Entries taken from a collection:
········

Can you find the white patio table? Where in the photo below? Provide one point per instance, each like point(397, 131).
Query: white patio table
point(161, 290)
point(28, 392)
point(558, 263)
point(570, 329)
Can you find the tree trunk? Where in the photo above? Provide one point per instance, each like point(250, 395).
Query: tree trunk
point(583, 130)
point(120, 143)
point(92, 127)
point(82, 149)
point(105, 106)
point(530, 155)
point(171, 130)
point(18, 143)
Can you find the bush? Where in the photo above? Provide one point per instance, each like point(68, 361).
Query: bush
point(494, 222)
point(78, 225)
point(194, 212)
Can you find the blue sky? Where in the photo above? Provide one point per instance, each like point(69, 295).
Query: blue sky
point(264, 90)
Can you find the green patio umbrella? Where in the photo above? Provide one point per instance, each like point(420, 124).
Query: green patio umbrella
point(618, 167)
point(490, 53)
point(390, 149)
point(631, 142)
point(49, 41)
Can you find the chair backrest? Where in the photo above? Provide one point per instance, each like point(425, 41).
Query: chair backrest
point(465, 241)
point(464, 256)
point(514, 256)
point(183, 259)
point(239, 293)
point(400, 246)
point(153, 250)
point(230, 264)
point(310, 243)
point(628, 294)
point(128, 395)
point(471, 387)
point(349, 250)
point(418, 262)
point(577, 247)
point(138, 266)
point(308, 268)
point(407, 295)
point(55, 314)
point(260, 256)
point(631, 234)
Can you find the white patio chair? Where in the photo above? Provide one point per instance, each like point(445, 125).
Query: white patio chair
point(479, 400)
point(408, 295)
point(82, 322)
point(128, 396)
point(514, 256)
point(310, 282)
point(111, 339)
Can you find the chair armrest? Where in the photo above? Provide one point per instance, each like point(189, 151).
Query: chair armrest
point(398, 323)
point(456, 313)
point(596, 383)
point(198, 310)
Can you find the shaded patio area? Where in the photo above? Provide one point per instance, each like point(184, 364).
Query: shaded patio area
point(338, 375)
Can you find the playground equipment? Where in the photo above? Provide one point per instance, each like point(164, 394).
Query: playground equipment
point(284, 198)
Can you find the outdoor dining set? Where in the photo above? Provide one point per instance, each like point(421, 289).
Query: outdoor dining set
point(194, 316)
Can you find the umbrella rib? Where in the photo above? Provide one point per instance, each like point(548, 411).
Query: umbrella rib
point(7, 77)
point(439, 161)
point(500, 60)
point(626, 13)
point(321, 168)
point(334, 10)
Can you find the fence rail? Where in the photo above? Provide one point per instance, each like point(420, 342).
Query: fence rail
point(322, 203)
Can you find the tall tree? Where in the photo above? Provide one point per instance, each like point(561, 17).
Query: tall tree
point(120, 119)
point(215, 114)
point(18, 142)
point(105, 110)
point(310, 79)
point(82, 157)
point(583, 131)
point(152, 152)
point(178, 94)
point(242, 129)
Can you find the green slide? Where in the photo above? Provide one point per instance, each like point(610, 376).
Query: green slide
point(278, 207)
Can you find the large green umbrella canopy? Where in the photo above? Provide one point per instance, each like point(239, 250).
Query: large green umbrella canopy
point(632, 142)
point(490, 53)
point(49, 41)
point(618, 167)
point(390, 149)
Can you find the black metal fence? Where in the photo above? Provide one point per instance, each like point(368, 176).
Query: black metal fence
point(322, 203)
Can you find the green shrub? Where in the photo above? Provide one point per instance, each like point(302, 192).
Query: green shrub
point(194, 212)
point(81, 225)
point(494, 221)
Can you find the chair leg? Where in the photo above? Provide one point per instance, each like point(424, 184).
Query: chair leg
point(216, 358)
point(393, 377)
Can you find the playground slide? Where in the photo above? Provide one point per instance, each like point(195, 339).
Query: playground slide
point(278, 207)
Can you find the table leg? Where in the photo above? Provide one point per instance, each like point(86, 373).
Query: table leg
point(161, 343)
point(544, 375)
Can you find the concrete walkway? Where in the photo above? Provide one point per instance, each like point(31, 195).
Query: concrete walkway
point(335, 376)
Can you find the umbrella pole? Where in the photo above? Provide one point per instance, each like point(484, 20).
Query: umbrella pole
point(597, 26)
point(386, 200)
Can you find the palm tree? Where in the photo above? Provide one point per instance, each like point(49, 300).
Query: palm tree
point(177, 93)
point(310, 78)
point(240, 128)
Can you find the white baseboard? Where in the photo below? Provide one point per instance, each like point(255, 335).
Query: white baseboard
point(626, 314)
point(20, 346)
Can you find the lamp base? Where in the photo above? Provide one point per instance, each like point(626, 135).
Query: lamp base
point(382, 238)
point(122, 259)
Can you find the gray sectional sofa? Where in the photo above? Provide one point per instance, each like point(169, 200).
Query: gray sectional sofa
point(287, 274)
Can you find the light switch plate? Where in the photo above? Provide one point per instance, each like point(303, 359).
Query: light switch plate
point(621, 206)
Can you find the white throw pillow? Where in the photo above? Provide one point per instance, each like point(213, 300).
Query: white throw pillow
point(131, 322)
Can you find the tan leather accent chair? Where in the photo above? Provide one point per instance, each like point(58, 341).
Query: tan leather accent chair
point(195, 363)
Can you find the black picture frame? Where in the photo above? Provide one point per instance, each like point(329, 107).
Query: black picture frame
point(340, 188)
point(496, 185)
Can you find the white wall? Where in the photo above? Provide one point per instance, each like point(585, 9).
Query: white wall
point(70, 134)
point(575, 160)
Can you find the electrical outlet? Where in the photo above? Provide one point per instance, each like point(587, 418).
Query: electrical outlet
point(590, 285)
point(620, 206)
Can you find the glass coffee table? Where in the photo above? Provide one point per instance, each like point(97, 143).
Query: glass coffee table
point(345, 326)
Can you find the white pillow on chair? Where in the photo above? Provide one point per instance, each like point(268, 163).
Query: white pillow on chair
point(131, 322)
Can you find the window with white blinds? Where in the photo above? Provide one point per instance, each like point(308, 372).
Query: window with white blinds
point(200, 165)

········

> The task
Each record must be returned exactly as it is written.

> Answer to the exercise
Can you find the white patio table? Where in the photo below? Provide one point per instance, each like point(397, 131).
Query: white patio table
point(161, 290)
point(28, 392)
point(558, 263)
point(570, 329)
Can you find the tree trunk? Where in the photo above? Provide one point per instance, each like point(250, 395).
Query: tree trunk
point(583, 130)
point(120, 143)
point(92, 127)
point(82, 149)
point(105, 106)
point(530, 155)
point(171, 130)
point(18, 143)
Can you find the bush? Where in the photo above? Provide one point per instance, each like point(68, 361).
Query: bush
point(494, 222)
point(78, 225)
point(194, 212)
Can you find the blue sky? Where in the photo above? Provide one point per instance, each like point(69, 295).
Query: blue sky
point(264, 90)
Can you find the green patio umbrella? Where in the photo above? Provide one point per instance, each like point(420, 124).
Query: green patio umbrella
point(618, 167)
point(490, 53)
point(390, 149)
point(631, 142)
point(49, 41)
Can you find the chair backrest? Where in the photo above? Provide one point per instance, each like point(425, 41).
Query: chair backrest
point(465, 241)
point(464, 256)
point(514, 256)
point(183, 259)
point(239, 293)
point(400, 246)
point(153, 250)
point(230, 264)
point(310, 243)
point(628, 294)
point(128, 395)
point(471, 387)
point(349, 250)
point(418, 262)
point(577, 247)
point(138, 266)
point(308, 268)
point(407, 295)
point(55, 314)
point(260, 256)
point(631, 234)
Can you find the white patio chair? Where in the photo above? Provide one point per instance, each like point(445, 125).
Query: white patio chair
point(479, 400)
point(408, 295)
point(82, 322)
point(128, 396)
point(514, 256)
point(310, 282)
point(111, 339)
Can you find the chair armrest? Where in the photo above? Provide one point per instance, each like point(189, 151).
Query: chair armrest
point(398, 323)
point(456, 313)
point(596, 383)
point(198, 310)
Can you find the shaded patio area? Where in the photo above? Provide one point per instance, each like point(184, 364).
Query: shaded patio area
point(338, 375)
Can you find the playground equipment? Where in the photo above? Provide one point per instance, each like point(164, 394).
Query: playground equipment
point(284, 198)
Can you find the outdoor dining set? Where in the photo above? Provide one point per instance, each like point(421, 289).
Query: outdoor dining set
point(194, 316)
Can you find the umbrella rib? Where in the photo above? Provide one point per instance, each like point(548, 411).
Query: umbrella rib
point(7, 77)
point(439, 161)
point(500, 60)
point(626, 13)
point(321, 168)
point(334, 10)
Can you find the fence rail? Where in the photo above? Provide one point per instance, each like point(420, 342).
Query: fence rail
point(322, 203)
Can you find the tall tree? Where in the photo above? Provide one point per instance, each like point(561, 17).
Query: tall tree
point(120, 119)
point(215, 114)
point(18, 142)
point(105, 110)
point(310, 79)
point(82, 157)
point(583, 131)
point(152, 152)
point(178, 94)
point(242, 129)
Can you find the green slide? Where in the photo above? Provide one point per instance, each like point(610, 376).
Query: green slide
point(278, 207)
Can you find the large green umbrella canopy? Where in the photo above? Provide one point per instance, each like point(239, 250).
Query: large green umbrella canopy
point(632, 142)
point(490, 53)
point(49, 41)
point(618, 167)
point(390, 149)
Can you find the black metal fence? Where in the photo above? Provide one point per instance, each like point(368, 176).
Query: black metal fence
point(322, 203)
Can you find the green shrub? Where in the photo above? Provide one point per instance, each like point(302, 192).
Query: green shrub
point(194, 212)
point(81, 225)
point(494, 221)
Can you find the chair leg? Where in the photo above? Provide one point per instance, each like point(424, 184).
Query: chair leg
point(216, 358)
point(393, 377)
Can you find the playground slide? Where in the photo above? Provide one point per instance, each like point(195, 339).
Query: playground slide
point(278, 207)
Can you find the table leg? Where in the photo above? Provide one point per instance, each like point(86, 373).
Query: table leg
point(161, 343)
point(544, 375)
Can you find the concrete walkway? Where in the photo above? Provide one point per instance, each like point(31, 195).
Query: concrete walkway
point(335, 376)
Can you find the umbrella pole? Where in the photo above? Provide one point per instance, each like point(484, 20).
Query: umbrella pole
point(597, 26)
point(386, 200)
Can you find the palm tree? Where in the photo above? Provide one point per instance, each like point(49, 300).
Query: palm tree
point(177, 93)
point(310, 78)
point(240, 128)
Can you find the white baseboard? Where in the photo below? Provide one point per instance, each like point(255, 335).
Query: white baseboard
point(626, 314)
point(20, 346)
Can you find the lamp base? Where in the photo above? Provide one point per instance, each like point(626, 135).
Query: lamp base
point(382, 238)
point(122, 259)
Can you find the gray sectional sofa? Where in the photo above? Provide one point per instance, each like point(169, 200).
Query: gray sectional sofa
point(287, 274)
Can you find the light switch plate? Where in the photo above? Provide one point per instance, each like point(303, 359).
Query: light switch plate
point(621, 206)
Can you find the white throw pillow? Where in the photo above? Provide one point per instance, each like point(213, 300).
Query: white throw pillow
point(131, 322)
Can you find the tan leather accent chair? Where in the photo above? Provide one point per instance, each like point(58, 341).
Query: tan leather accent chair
point(195, 363)
Can you find the black picture frame? Where in the photo above? Provide one point per instance, each like point(329, 107).
Query: black picture frame
point(340, 188)
point(496, 185)
Can you find the white wall? Where in the photo above? Provide one point per instance, each like point(585, 9).
Query: white wall
point(70, 134)
point(575, 160)
Can you find the electrical outlet? Where in the photo above? Provide one point per instance, each like point(587, 418).
Query: electrical outlet
point(590, 285)
point(620, 206)
Can you find the glass coffee table? Where in the photo above? Provide one point per instance, each like point(97, 143).
Query: glass coffee table
point(345, 326)
Can you find the white pillow on chair? Where in the photo above? Provide one point per instance, each like point(268, 163).
Query: white pillow on chair
point(131, 322)
Can you find the window with white blinds? Where in the photo above? Provide one point per instance, each like point(308, 372).
Query: window with white blinds
point(200, 165)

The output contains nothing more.